* [Cytowany tekst]
▼▼▼

Partner serwisu

Fabryka kruszyw i... patentów

Kategoria: Fotoreportaże

Sabina SzewczykBiałostocka spółka LSA uruchamia fabrykę wytwarzającą lekkie kruszywa budowlane z pyłów i popiołów po spalaniu węgla, metodą spiekania ich w wysokiej temperaturze. To pierwsza na świecie taka technologia.– Idziemy w kierunku rozwijania fabryk w oparciu o różne surowce, z których da się wyprodukować kruszywo – mówi Krzysztof Łuczaj, członek zarządu LSA.

Fabryka kruszyw i... patentów

Nazwa LSA z angielskiego oznacza Lightweight Sintered Aggregate. Generalnie ma ona podkreślić związek technologii z kruszywami spiekanymi, które powstają z odpadów z energetyki zawodowej i popiołów – Jest to jedna z możliwości surowcowych dla naszej technologii. Poza popiołami z energetyki, na kruszywa możemy przetwarzać także odpady pogórnicze – podkreśla Krzysztof Łuczaj.
Głównym surowcem służącym do wytwarzania kruszywa w Białymstoku jest popiół z elektrofiltrów. To nie nowość, ponieważ kruszywo takie produkuje się od dziesiątków lat. Co więc innowacyjnego jest w produkcie LSA? – Różnica polega na tym, że my będziemy robić to w zupełnie innej, nowej technologii, dzięki której można zagospodarować ciepło poodpadowe. Dodatkowo można stosować dodatki z osadów powiedzmy z oczyszczalni ścieków komunalnych, ze spalarni popiołu czy odpadów komunalnych – wyjaśnia Krzysztof Łuczaj.

▲▲▲

* [Zadanie A]
Zaktualizuj te wiersze rekordów, które zaczynają się od wiersza z „query | river stone” i ciągną się aż do końca rekordów, wstawiając „mark” w miejsce „put a dot on”. Wszystko inne pozostaw bez zmian.
Rekordy nie mają żadnego związku z tekstem.

* [Wyodrębnione rekordy]
▼▼▼

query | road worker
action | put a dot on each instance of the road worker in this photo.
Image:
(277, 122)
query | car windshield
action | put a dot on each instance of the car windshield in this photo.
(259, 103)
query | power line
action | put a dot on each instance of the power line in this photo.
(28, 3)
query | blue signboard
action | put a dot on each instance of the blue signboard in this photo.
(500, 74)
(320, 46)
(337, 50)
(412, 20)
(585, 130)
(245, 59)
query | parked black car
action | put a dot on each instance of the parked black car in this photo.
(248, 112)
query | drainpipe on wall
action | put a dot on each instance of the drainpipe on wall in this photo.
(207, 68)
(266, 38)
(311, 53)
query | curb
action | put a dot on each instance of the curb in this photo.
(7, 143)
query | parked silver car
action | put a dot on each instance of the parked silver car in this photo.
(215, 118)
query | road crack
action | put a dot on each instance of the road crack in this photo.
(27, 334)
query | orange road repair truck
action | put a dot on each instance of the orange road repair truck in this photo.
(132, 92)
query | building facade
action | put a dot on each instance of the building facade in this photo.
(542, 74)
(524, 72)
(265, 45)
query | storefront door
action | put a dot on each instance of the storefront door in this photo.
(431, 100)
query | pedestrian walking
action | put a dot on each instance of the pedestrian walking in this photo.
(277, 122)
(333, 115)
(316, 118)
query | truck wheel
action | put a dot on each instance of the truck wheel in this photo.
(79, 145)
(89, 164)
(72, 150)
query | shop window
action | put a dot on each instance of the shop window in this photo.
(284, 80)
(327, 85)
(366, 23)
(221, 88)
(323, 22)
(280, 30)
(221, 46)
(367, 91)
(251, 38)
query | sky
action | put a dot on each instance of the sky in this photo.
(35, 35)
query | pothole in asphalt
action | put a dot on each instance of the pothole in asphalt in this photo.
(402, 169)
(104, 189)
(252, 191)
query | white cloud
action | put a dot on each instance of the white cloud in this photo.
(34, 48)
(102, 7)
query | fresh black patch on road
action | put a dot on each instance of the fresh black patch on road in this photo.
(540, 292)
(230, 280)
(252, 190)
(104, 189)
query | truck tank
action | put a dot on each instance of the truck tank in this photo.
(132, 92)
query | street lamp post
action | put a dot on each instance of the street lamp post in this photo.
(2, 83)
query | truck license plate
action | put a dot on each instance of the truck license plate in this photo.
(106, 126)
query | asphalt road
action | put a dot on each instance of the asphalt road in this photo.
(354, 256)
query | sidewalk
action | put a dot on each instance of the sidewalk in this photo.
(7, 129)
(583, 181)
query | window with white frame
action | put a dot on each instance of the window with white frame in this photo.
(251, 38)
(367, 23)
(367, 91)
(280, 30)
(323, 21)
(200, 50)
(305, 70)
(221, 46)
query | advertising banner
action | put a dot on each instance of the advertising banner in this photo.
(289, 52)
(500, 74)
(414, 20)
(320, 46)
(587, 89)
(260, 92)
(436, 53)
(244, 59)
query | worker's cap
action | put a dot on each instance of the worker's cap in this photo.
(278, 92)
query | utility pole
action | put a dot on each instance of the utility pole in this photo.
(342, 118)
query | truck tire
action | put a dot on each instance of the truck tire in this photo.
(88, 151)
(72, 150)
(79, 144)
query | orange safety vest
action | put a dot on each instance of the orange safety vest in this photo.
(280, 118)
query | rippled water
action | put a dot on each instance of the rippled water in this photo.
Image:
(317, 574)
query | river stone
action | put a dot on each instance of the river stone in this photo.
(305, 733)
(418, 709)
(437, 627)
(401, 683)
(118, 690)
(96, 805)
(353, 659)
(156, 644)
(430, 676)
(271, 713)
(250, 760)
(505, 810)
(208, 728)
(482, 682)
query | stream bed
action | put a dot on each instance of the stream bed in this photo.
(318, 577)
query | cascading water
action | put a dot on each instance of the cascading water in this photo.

▲▲▲

* [Zadanie B]
Przepisz bez zmian fragment tekstu o fabryce kruszyw, zaczynając od „Nazwa LSA z” i kończąc na „wyjaśnia Krzysztof Łuczaj.”.

* [Odpowiedź A]
query | river stone
action | mark each instance of the river stone in this photo.
(305, 733)
(418, 709)
(437, 627)
(401, 683)
(118, 690)
(96, 805)
(353, 659)
(156, 644)
(430, 676)
(271, 713)
(250, 760)
(505, 810)
(208, 728)
(482, 682)
query | stream bed
action | mark each instance of the stream bed in this photo.
(318, 577)
query | cascading water
action | mark each instance of the cascading water in this photo.

* [Odpowiedź B]
Nazwa LSA z angielskiego oznacza Lightweight Sintered Aggregate. Generalnie ma ona podkreślić związek technologii z kruszywami spiekanymi, które powstają z odpadów z energetyki zawodowej i popiołów – Jest to jedna z możliwości surowcowych dla naszej technologii. Poza popiołami z energetyki, na kruszywa możemy przetwarzać także odpady pogórnicze – podkreśla Krzysztof Łuczaj.
Głównym surowcem służącym do wytwarzania kruszywa w Białymstoku jest popiół z elektrofiltrów. To nie nowość, ponieważ kruszywo takie produkuje się od dziesiątków lat. Co więc innowacyjnego jest w produkcie LSA? – Różnica polega na tym, że my będziemy robić to w zupełnie innej, nowej technologii, dzięki której można zagospodarować ciepło poodpadowe. Dodatkowo można stosować dodatki z osadów powiedzmy z oczyszczalni ścieków komunalnych, ze spalarni popiołu czy odpadów komunalnych – wyjaśnia Krzysztof Łuczaj.